[Written instruction]: Retype exactly the stretch of lines that begins at the line containing "Where can you see the cat's front" and ends at the last line of the data, with no other lines.

[Data shown]:

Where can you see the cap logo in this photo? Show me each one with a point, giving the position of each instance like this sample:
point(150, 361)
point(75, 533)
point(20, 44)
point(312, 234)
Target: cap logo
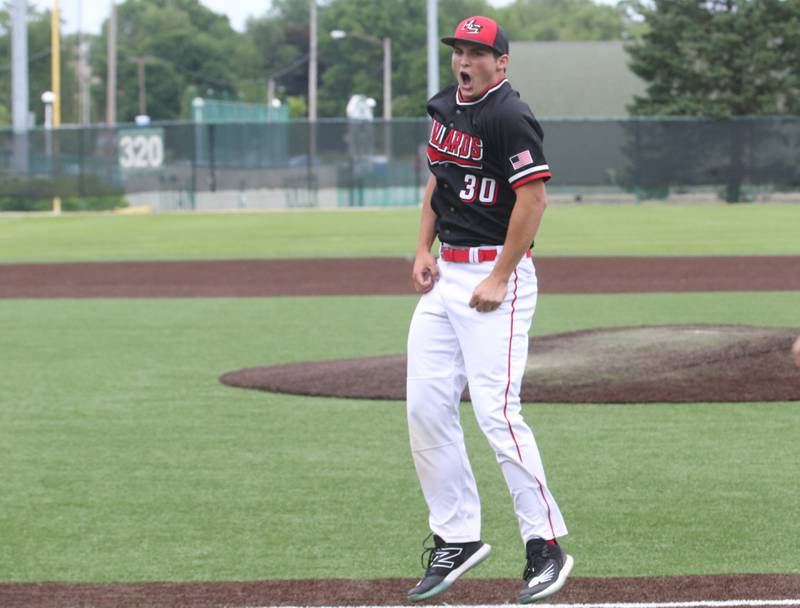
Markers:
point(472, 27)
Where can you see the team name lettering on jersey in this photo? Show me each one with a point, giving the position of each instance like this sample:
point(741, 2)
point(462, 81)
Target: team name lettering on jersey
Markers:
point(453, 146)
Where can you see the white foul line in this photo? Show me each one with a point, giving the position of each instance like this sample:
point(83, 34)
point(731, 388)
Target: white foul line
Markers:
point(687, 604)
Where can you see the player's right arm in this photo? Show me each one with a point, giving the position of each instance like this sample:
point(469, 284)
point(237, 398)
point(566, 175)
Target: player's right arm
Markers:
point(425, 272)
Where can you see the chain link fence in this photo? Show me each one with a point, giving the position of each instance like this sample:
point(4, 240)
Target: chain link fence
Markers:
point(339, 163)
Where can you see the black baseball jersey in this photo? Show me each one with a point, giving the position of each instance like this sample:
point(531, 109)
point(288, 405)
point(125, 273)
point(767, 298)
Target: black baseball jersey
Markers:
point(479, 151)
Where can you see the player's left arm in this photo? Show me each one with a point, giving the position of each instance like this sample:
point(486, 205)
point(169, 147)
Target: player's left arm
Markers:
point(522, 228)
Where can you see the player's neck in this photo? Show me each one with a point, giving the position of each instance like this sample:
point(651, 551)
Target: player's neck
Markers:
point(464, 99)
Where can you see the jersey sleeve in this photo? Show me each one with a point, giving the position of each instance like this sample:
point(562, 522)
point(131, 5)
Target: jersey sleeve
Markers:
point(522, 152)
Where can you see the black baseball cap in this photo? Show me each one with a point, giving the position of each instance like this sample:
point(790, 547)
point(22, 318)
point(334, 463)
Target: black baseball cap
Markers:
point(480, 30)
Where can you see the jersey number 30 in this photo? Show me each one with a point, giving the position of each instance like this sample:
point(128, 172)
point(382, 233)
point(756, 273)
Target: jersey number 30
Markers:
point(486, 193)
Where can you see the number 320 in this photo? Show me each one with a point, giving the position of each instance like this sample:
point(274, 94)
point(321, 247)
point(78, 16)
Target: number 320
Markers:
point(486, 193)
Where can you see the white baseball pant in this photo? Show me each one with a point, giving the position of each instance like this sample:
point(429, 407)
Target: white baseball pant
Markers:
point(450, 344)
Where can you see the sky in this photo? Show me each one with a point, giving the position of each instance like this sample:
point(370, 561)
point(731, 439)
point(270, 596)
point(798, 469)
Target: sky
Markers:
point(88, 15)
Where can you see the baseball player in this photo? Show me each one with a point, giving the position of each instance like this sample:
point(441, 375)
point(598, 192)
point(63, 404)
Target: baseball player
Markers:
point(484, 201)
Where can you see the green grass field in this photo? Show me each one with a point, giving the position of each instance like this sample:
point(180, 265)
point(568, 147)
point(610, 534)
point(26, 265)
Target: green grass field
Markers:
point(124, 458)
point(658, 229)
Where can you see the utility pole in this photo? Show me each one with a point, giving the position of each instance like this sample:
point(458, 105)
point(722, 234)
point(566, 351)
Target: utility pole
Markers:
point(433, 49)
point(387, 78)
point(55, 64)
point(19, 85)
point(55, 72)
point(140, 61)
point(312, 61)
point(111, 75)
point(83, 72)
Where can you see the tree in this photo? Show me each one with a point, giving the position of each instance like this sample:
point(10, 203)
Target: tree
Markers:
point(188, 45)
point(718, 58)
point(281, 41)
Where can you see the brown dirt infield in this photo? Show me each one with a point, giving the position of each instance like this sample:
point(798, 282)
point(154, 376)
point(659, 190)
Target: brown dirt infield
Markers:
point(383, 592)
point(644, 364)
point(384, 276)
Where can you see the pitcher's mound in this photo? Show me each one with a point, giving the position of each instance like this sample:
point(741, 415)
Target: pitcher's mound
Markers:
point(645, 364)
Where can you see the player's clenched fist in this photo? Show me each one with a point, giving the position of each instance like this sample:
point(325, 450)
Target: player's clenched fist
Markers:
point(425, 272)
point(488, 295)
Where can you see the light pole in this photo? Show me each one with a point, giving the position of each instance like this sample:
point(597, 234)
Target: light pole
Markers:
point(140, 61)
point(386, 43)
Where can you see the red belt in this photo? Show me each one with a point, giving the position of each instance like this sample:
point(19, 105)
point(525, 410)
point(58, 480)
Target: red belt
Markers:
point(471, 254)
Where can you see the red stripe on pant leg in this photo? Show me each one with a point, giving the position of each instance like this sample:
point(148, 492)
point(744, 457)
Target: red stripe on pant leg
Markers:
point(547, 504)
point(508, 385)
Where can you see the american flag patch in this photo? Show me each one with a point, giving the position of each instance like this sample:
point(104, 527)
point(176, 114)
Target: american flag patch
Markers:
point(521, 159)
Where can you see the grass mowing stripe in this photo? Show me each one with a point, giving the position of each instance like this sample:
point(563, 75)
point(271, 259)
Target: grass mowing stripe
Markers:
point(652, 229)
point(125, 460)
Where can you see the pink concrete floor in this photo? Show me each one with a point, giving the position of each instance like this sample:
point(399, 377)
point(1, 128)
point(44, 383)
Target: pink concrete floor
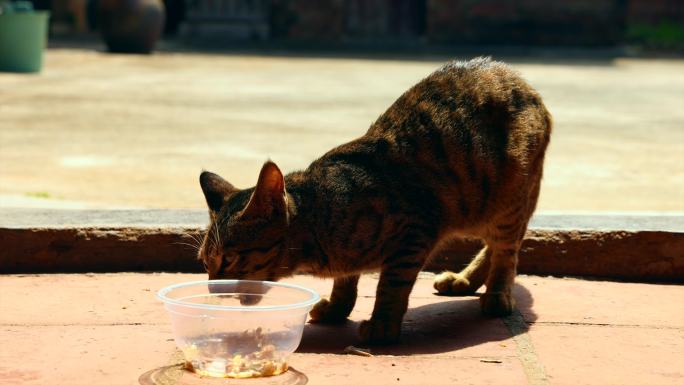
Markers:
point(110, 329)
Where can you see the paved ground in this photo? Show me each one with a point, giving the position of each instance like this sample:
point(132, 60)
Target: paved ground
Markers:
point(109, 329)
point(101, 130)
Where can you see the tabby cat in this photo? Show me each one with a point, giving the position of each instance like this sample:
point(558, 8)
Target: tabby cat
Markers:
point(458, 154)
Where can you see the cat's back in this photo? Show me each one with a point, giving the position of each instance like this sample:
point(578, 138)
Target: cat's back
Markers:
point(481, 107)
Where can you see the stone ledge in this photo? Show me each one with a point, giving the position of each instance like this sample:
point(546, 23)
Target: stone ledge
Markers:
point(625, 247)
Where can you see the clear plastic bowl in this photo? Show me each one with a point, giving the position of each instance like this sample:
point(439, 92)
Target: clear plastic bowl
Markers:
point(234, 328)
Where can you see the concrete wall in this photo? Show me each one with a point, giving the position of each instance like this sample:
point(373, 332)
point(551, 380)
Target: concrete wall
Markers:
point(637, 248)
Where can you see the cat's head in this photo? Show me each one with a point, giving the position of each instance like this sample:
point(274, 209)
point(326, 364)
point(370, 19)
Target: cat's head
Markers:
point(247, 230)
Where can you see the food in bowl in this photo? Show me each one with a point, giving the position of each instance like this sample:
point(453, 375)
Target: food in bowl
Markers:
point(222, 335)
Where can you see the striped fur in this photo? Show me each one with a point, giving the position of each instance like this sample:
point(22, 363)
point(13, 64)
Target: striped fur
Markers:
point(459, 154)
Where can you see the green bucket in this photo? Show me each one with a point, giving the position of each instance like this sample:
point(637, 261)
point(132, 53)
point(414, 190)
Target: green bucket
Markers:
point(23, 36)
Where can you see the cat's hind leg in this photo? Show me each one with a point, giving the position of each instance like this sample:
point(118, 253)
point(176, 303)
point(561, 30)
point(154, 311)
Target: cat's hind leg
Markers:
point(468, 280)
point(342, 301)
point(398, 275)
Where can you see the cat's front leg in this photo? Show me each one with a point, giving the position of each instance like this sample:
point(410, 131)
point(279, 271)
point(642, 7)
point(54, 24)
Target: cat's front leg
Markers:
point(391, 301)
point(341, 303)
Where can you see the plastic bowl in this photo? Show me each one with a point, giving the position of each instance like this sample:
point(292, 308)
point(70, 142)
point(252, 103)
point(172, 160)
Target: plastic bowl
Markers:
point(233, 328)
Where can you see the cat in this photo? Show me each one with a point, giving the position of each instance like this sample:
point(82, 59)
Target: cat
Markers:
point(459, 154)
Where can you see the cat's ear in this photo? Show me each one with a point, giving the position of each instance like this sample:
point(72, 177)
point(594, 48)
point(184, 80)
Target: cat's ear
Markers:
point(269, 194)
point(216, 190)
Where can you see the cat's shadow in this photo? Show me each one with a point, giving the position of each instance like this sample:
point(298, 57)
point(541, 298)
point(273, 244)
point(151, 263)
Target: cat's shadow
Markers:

[Answer for this exercise]:
Where can you see the cat's front leg in this photo? Show me each one with a point, giving the position of each instance like this sample:
point(410, 131)
point(279, 271)
point(642, 7)
point(54, 24)
Target: cat's front leg
Markers:
point(391, 301)
point(341, 303)
Where can you see the plastic bowl in this photo? Show me each one with a point, giving the position of each instance like this sample:
point(292, 308)
point(70, 142)
point(252, 103)
point(172, 160)
Target: plastic bowl
Markers:
point(233, 328)
Where can you see the cat in this photo? Show me each one with a point, giving the position of each instance like this sample:
point(82, 59)
Target: cat
Markers:
point(459, 154)
Where can you see the cat's ear in this photo? Show me each one with a point, giving the position of each instance like this sample:
point(72, 177)
point(594, 48)
point(184, 80)
Target: cat's ear
Markers:
point(269, 194)
point(216, 190)
Where can you see the cat's shadow in this photo? Show me each one with a point, giving the position of each instance like this sample:
point(298, 57)
point(541, 298)
point(273, 244)
point(151, 263)
Target: cat's shadow
Markers:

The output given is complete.